_Brano proposto_.
La prima scossa del terremoto è rappresentata dal vertice sull’emigrazione. In questi anni l’Europa (dopo aver destabilizzato la Libia per gli interessi francesi) ha predicato solidarietà con i migranti, ma pretendendo di accoglierli a migliaia con i porti e il portafogli degli italiani. Questa era la cosiddetta «politica europea». Con il nuovo governo Lega-M5S non è più possibile e quindi la Ue non ha più una politica sull’emigrazione, a meno che Germania, Francia, Spagna e compagnia non vogliano aprire i loro porti alle navi delle Ong (ma la Merkel rischia il posto e pure Macron non lo farà mai).

FALLIMENTO PALESE 
La seconda scossa di terremoto sarà il Consiglio europeo di giovedì e venerdì dove andrà in scena il tentativo di Germania e Francia di imporre la loro riforma della governance economica dell’eurozona per evitarne la disintegrazione: vogliono così salvaguardare i propri interessi a scapito dell’Italia. Qua però c’è una novità: non possono più negare la verità. Se si rilegge l’articolo di Federico Fubini, uscito venerdì sul Corriere della sera, si scopre che il Palazzo europeo ora è costretto a riconoscere il proprio fallimento.

Fino ad oggi la narrazione ufficiale ripetuta dalle nomenklature europee (come dai vecchi governi italiani) e amplificata dai media, recitava che l’Italia era il malato d’Europa, un peso morto, che doveva fare «i compiti a casa», cioè sacrifici lacrime e sangue, altrimenti avrebbe avuto la colpa di far naufragare tutta l’Europa.

Oggi è evidente che non è così, anzi: non è mai stato così. Si scopre invece che – come aveva previsto Savona – l’edificio costruito sui Trattati di Maastricht è del tutto farlocco e sta crollando su se stesso perché sono sbagliati quei Trattati e perché sono stati gestiti dalla Commissione europea ancora peggio: per esempio non applicando tutti gli articoli del «Trattato sul funzionamento dell’Unione europea» che avrebbero impedito alla Germania il suo mostruoso surplus commerciale. È per questo che la strategia della Germania è quella di coalizzarsi con la Francia, contro di noi e ottenere il nostro consenso suicida fingendo di riconoscerci qualche contentino.

Con i vecchi governi a guida Pd ce l’avrebbero fatta. Ma con l’attuale governo no. È chiaro che è l’Italia ad avere adesso una posizione di forza, perché è l’unico Paese (la seconda potenza manifatturiera d’Europa dopo la Germania) che può dire no.

La paralisi della Ue è dunque provocata dalla folle architettura mercatista e non cooperativa di Maastricht, ovvero dai paesi che non vogliono rinunciare alle posizioni di privilegio (Germania in primis).

_Consegna a_.
Riduci a una sola frase il paragrafo del brano proposto che comincia con «Fino ad oggi la narrazione ufficiale», mantenendone i fatti principali.

_Righe da elaborare_.
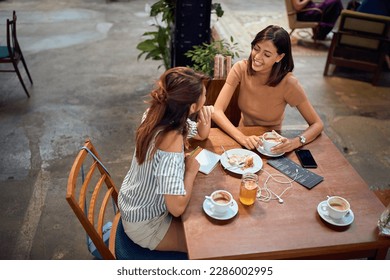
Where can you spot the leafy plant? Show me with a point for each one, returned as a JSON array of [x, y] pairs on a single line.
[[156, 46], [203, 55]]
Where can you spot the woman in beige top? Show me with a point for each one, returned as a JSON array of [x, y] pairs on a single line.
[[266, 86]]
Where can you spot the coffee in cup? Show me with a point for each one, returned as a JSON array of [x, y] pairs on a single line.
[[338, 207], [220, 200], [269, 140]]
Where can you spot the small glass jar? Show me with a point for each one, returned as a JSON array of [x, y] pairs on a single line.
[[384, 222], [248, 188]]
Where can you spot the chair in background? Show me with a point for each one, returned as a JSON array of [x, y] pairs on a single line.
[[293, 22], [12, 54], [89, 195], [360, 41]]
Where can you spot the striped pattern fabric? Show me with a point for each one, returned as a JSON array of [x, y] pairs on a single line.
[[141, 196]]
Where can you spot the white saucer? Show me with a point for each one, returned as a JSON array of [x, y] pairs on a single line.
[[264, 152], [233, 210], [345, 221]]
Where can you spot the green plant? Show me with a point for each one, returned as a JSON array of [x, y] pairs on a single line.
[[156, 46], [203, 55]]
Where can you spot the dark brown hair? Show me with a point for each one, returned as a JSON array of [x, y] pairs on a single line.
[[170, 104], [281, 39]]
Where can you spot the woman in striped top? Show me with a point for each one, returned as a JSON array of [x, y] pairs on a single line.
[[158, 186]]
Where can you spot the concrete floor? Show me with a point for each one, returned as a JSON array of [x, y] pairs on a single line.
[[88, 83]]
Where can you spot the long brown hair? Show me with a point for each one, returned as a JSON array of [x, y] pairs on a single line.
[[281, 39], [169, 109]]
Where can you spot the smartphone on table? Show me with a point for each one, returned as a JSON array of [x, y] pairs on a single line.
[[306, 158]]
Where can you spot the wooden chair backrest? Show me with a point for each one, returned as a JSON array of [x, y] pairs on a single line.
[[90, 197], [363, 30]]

--

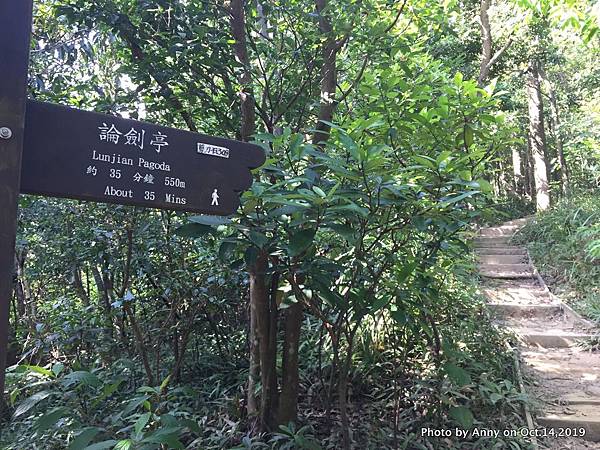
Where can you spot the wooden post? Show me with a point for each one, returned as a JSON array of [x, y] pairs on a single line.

* * *

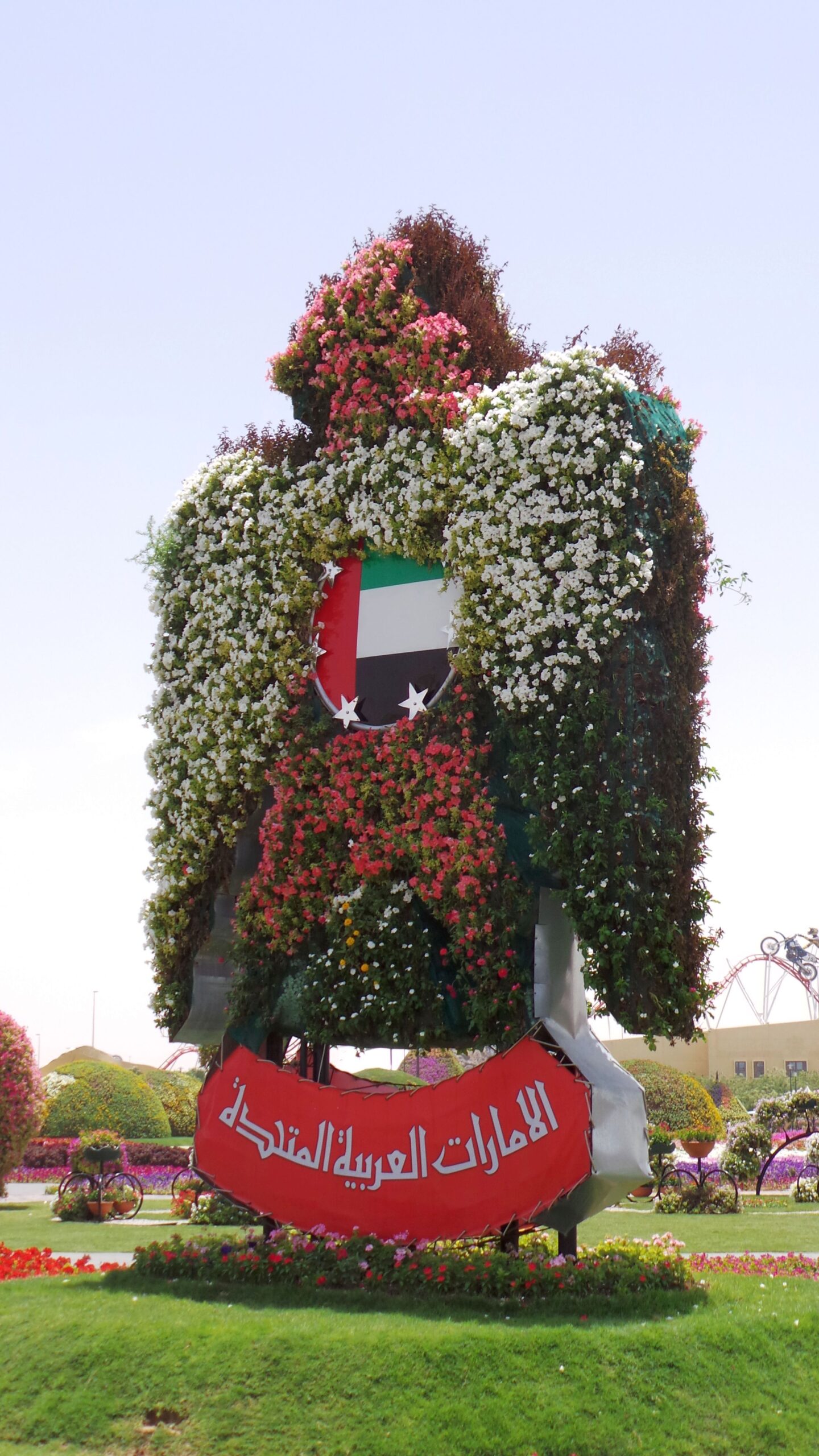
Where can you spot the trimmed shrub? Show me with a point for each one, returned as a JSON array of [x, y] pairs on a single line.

_Consegna b_.
Per favore, riscrivi come elenco numerato le righe da elaborare, dalla riga che contiene «Where can you spot the dark» alla riga che contiene «[[306, 158]]», entrambe incluse, tralasciando le righe vuote.

_Soluzione a_.
Finora le nomenklature europee e i vecchi governi italiani, con l'amplificazione dei media, hanno ripetuto che l'Italia era il malato d'Europa e un peso morto, che doveva fare «i compiti a casa» con sacrifici lacrime e sangue per non avere la colpa di far naufragare tutta l'Europa.

_Soluzione b_.
1. Where can you spot the dark brown hair? Show me with a point for each one, returned as a JSON array of [x, y] pairs on a single line.
2. [[170, 104], [281, 39]]
3. Where can you spot the woman in striped top? Show me with a point for each one, returned as a JSON array of [x, y] pairs on a single line.
4. [[158, 186]]
5. Where can you spot the concrete floor? Show me with a point for each one, returned as a JSON array of [x, y] pairs on a single line.
6. [[88, 83]]
7. Where can you spot the long brown hair? Show me with a point for each one, returned as a JSON array of [x, y] pairs on a single line.
8. [[281, 39], [169, 109]]
9. Where can you spot the smartphone on table? Show me with a point for each one, returned as a JSON array of [x, y] pairs on a single line.
10. [[306, 158]]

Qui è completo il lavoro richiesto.